Earlier this week, someone called Michael Cera posted an album to Bandcamp. Confirming this was the Michael Cera, the amiably awkward, witty, and dapper dude from Arrested Development, Youth in Revolt, Superbad, Scott Pilgrim vs. the World, Nick & Norah’s Infinite Playlist and Juno, was no easy feat. But thanks to Cera’s persuasive emails, a call from his management, and a Jonah Hill tweet, we established that this was not the work of an attention-seeking crackpot.
True That is a lo-fi and eccentric outing of 21 tracks – many of which are instrumental guitar and piano doodles. There are some sweet, folksy-leaning songs, too. It sounds exactly like the reflective, occasionally melancholic, and introspective music that would accompany a movie like Juno. This is not Cera’s musical debut. He has previously played and collaborated with Weezer, The Long Goodbye, and Mister Heavenly, and has had a hand in creating and curating the soundtracks to his films.
Cera was kind enough to eek out some time for a quick interview between day-long rehearsals for his Broadway debut in This Is Our Youth, which starts this September.
Bandcamp: Where and when did you find time to record this album?

....

== TASK 1 ==
Duplicate the article on Michael Cera's album word for word, taking everything from "Earlier this week, someone" down to "an attention-seeking crackpot.".
== TASK 2 ==
Decide whether each statement below agrees with the article on Michael Cera's album. Answer yes or no, and quote the words from the article that settle it.
(a) True That is made up of 21 tracks.
(b) True That is the first music Cera has ever released.
(c) Cera's Broadway debut in This Is Our Youth starts in October.

[Entries from a point annotation set]
....

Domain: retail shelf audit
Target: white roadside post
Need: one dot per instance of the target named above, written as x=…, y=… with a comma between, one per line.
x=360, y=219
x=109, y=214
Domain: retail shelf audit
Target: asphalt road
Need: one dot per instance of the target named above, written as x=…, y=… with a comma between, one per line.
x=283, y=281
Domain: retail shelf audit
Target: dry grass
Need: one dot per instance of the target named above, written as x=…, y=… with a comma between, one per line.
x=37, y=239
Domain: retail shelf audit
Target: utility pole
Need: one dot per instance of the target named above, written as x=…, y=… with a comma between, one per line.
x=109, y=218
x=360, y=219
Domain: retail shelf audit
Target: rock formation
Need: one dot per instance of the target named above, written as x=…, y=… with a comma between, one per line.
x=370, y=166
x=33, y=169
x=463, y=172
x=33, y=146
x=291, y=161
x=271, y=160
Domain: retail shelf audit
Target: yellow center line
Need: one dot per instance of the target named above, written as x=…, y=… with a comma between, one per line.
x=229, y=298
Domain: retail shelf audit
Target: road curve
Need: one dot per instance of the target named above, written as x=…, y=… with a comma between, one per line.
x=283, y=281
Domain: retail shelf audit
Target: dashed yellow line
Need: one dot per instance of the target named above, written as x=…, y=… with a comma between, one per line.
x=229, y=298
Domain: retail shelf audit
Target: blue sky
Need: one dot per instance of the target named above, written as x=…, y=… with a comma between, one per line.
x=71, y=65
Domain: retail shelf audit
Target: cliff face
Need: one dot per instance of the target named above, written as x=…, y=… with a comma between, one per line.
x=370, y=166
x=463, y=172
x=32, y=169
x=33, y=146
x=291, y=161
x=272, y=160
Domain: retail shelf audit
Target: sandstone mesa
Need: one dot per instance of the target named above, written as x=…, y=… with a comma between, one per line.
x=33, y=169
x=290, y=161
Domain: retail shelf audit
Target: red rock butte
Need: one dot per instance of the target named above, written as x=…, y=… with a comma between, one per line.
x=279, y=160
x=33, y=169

....

== FULL ANSWER 1 ==
Earlier this week, someone called Michael Cera posted an album to Bandcamp. Confirming this was the Michael Cera, the amiably awkward, witty, and dapper dude from Arrested Development, Youth in Revolt, Superbad, Scott Pilgrim vs. the World, Nick & Norah’s Infinite Playlist and Juno, was no easy feat. But thanks to Cera’s persuasive emails, a call from his management, and a Jonah Hill tweet, we established that this was not the work of an attention-seeking crackpot.

== FULL ANSWER 2 ==
(a) Yes: "True That is a lo-fi and eccentric outing of 21 tracks"
(b) No: "This is not Cera’s musical debut."
(c) No: "his Broadway debut in This Is Our Youth, which starts this September."